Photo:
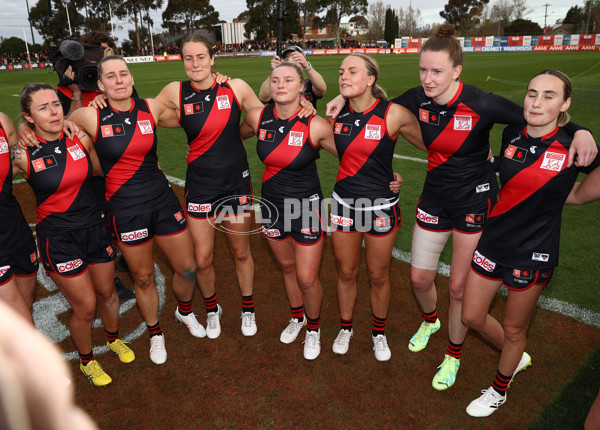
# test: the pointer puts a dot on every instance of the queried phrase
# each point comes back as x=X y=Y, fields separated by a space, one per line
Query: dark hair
x=443 y=40
x=563 y=117
x=197 y=38
x=372 y=70
x=26 y=97
x=109 y=58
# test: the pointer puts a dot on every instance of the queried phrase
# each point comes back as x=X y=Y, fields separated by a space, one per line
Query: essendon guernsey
x=126 y=146
x=365 y=151
x=60 y=173
x=15 y=230
x=523 y=229
x=284 y=146
x=217 y=160
x=457 y=138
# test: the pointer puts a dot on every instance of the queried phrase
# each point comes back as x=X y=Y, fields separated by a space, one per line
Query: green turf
x=574 y=282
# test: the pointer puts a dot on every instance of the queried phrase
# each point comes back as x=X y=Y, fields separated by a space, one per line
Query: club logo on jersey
x=192 y=108
x=341 y=221
x=3 y=145
x=373 y=132
x=429 y=117
x=270 y=232
x=515 y=153
x=426 y=218
x=482 y=188
x=483 y=262
x=295 y=138
x=474 y=218
x=145 y=126
x=43 y=163
x=76 y=152
x=130 y=236
x=112 y=130
x=223 y=102
x=343 y=129
x=463 y=122
x=553 y=161
x=266 y=135
x=199 y=207
x=538 y=256
x=69 y=265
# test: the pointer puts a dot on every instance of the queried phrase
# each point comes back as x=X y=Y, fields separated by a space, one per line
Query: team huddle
x=506 y=235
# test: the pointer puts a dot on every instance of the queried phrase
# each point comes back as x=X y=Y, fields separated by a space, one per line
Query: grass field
x=575 y=281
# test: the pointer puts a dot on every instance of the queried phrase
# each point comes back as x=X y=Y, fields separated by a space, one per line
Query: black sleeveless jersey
x=365 y=151
x=284 y=146
x=217 y=160
x=126 y=146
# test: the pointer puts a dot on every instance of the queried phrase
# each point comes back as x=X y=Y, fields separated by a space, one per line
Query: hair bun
x=445 y=30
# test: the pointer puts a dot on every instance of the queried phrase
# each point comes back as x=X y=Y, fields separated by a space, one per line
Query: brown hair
x=563 y=117
x=109 y=58
x=443 y=40
x=26 y=97
x=197 y=38
x=372 y=70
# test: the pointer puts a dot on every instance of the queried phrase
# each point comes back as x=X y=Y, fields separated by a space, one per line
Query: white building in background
x=229 y=33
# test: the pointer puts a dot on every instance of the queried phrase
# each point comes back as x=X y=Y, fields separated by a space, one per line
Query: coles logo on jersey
x=130 y=236
x=145 y=126
x=43 y=163
x=199 y=207
x=112 y=130
x=223 y=102
x=482 y=261
x=341 y=221
x=429 y=117
x=270 y=232
x=515 y=153
x=193 y=108
x=296 y=138
x=341 y=128
x=266 y=135
x=3 y=145
x=539 y=256
x=69 y=265
x=75 y=152
x=373 y=132
x=553 y=161
x=463 y=122
x=425 y=217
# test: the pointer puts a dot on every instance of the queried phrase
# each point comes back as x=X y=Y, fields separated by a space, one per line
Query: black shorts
x=374 y=222
x=68 y=253
x=516 y=279
x=300 y=219
x=22 y=261
x=133 y=230
x=234 y=202
x=469 y=219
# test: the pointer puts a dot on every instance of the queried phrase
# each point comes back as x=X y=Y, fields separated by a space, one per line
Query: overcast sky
x=13 y=14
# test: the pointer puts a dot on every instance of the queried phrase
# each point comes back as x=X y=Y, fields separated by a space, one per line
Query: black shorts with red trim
x=133 y=230
x=68 y=253
x=514 y=278
x=234 y=202
x=298 y=218
x=365 y=219
x=468 y=219
x=23 y=261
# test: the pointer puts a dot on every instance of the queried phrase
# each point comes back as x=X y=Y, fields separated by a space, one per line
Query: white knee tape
x=427 y=247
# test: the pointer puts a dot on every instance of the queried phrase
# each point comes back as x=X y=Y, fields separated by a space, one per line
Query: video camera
x=83 y=58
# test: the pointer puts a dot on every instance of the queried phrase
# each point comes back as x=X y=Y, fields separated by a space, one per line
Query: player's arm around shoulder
x=321 y=135
x=400 y=120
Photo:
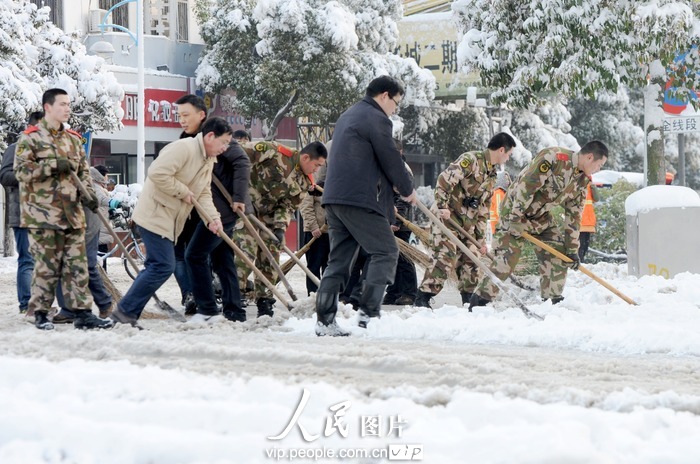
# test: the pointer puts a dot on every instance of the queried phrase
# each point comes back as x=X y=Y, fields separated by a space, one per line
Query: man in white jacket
x=181 y=173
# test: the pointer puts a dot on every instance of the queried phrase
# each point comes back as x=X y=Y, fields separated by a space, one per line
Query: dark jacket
x=404 y=208
x=364 y=164
x=232 y=168
x=9 y=181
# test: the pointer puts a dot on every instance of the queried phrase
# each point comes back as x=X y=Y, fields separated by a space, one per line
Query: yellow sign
x=431 y=40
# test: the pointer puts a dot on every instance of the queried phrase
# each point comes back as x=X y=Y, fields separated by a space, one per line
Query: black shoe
x=362 y=319
x=265 y=306
x=330 y=330
x=64 y=316
x=466 y=296
x=118 y=316
x=423 y=299
x=476 y=300
x=190 y=305
x=405 y=300
x=41 y=320
x=87 y=320
x=235 y=316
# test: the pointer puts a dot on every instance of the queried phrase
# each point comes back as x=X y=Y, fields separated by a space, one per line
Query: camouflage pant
x=507 y=249
x=445 y=258
x=250 y=248
x=59 y=254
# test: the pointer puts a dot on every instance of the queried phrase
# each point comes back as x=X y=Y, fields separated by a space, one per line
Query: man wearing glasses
x=180 y=174
x=364 y=168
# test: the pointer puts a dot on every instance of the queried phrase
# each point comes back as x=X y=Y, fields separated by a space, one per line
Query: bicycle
x=121 y=219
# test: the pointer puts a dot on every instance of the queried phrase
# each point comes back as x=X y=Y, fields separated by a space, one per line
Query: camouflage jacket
x=49 y=200
x=550 y=180
x=277 y=183
x=465 y=189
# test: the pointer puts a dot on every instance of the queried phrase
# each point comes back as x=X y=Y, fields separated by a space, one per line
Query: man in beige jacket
x=181 y=173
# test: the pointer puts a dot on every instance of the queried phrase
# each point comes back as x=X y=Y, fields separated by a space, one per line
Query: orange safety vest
x=496 y=200
x=588 y=216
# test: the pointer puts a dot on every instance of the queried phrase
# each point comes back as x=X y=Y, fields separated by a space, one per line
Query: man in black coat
x=232 y=169
x=364 y=167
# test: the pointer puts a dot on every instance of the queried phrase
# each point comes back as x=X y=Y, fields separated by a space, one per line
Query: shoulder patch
x=72 y=132
x=285 y=151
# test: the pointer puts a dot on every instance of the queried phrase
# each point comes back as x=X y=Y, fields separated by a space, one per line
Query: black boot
x=466 y=297
x=370 y=304
x=190 y=305
x=371 y=299
x=41 y=320
x=326 y=309
x=265 y=306
x=476 y=300
x=423 y=299
x=86 y=320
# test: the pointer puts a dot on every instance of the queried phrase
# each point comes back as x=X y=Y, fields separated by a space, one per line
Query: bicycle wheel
x=136 y=250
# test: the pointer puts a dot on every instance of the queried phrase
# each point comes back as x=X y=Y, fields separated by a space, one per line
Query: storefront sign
x=160 y=108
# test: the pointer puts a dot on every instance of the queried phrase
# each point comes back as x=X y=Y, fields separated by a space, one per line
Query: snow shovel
x=581 y=268
x=162 y=305
x=490 y=256
x=500 y=284
x=205 y=217
x=289 y=264
x=255 y=235
x=291 y=254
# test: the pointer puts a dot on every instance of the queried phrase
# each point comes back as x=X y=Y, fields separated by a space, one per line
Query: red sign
x=160 y=108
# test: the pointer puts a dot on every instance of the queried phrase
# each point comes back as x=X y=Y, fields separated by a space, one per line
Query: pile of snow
x=607 y=177
x=660 y=196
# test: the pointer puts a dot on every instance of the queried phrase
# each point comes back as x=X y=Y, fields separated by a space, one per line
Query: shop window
x=56 y=15
x=119 y=16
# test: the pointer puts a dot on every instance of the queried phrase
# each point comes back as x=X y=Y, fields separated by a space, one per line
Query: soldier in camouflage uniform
x=50 y=202
x=463 y=193
x=556 y=176
x=279 y=179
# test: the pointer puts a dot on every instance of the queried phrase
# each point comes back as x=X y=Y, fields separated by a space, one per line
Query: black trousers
x=205 y=252
x=405 y=281
x=316 y=258
x=351 y=227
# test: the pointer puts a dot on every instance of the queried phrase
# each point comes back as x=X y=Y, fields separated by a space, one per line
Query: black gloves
x=316 y=192
x=90 y=203
x=63 y=166
x=575 y=263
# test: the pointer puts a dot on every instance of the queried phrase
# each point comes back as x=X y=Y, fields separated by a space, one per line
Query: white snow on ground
x=598 y=381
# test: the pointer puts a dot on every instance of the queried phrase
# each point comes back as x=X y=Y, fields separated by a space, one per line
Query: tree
x=524 y=49
x=446 y=132
x=618 y=120
x=311 y=58
x=36 y=55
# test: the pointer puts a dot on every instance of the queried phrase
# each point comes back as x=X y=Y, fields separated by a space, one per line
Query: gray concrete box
x=663 y=241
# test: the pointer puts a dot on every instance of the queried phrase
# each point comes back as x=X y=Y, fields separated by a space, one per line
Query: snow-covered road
x=595 y=361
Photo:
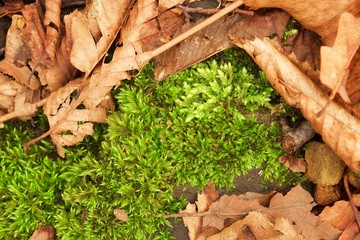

------------------------------------

Find every line in the entries above that contains the word "snow", and copy each of those lines in full.

Query: snow shovel
Query: pile of snow
Query: white snow on ground
Query: snow-covered road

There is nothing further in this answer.